═══ EXTRAIT DU DOCUMENT

Alors, il faut dire : " voilà, nous ne pouvons pas naturellement laisser tout le monde entrer chez nous, voilà les limites à ne pas franchir et voilà les mesures que nous appliquons pour que ces limites ne soient pas franchies ". Et ne plus changer de position. Chaque fois qu'il y a un changement de Gouvernement, nous avons un changement des lois. Cela, c'est typiquement français et naturellement cela envoie des signaux contradictoires et très mauvais, parce que les gens sont ainsi encouragés à venir chez nous. Ils se disent : " Ah ! quand les uns sont au pouvoir alors c'est plus facile, on va se précipiter ". Ce sont des débats stériles, tout à fait stériles.


Il faut avoir une réglementation et s'y tenir, et à mon avis, cette réglementation doit être ferme. Vous parlez de régularisation : c'est très bien ; s'il y a des gens qui doivent être régularisés, qu'ils le soient ! Je sais bien qu'il faut avoir une gestion humaine de ces affaires, mais on oublie que la régularisation est un amplificateur important de l'immigration. Comme vous le savez, le régularisé acquiert le droit familial, le droit de faire venir des gens de sa famille, et donc vous croyez régulariser une personne et en réalité vous régularisez toute une famille. Le rapprochement familial joue dans ce sens. Donc, il faut être prudent.

══════

# [CONSIGNE 1]
Dans la citation qui ouvre l'extrait, relevez chacun des énoncés introduits par le mot « voilà ».
# [CONSIGNE 2]
D'après l'extrait, que se produit-il chaque fois qu'il y a un changement de Gouvernement ?
# [CONSIGNE 3]
Présentez sous forme de liste concise le paragraphe de l'extrait commençant par « Il faut avoir une réglementation », en conservant ses faits principaux.

═══ DONNÉES SOURCES

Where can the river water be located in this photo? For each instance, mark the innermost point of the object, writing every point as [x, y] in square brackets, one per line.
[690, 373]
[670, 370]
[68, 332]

══════

# [RÉPONSE ATTENDUE 1]
- nous ne pouvons pas naturellement laisser tout le monde entrer chez nous
- les limites à ne pas franchir
- les mesures que nous appliquons pour que ces limites ne soient pas franchies

# [RÉPONSE ATTENDUE 2]
Il y a un changement des lois.

# [RÉPONSE ATTENDUE 3]
- Il faut une réglementation ferme et s'y tenir.
- Les personnes qui doivent être régularisées doivent l'être, et ces affaires exigent une gestion humaine.
- La régularisation est un amplificateur important de l'immigration : le régularisé acquiert le droit familial, c'est-à-dire le droit de faire venir des membres de sa famille.
- Par le rapprochement familial, régulariser une personne revient en réalité à régulariser toute une famille.
- Il faut donc être prudent.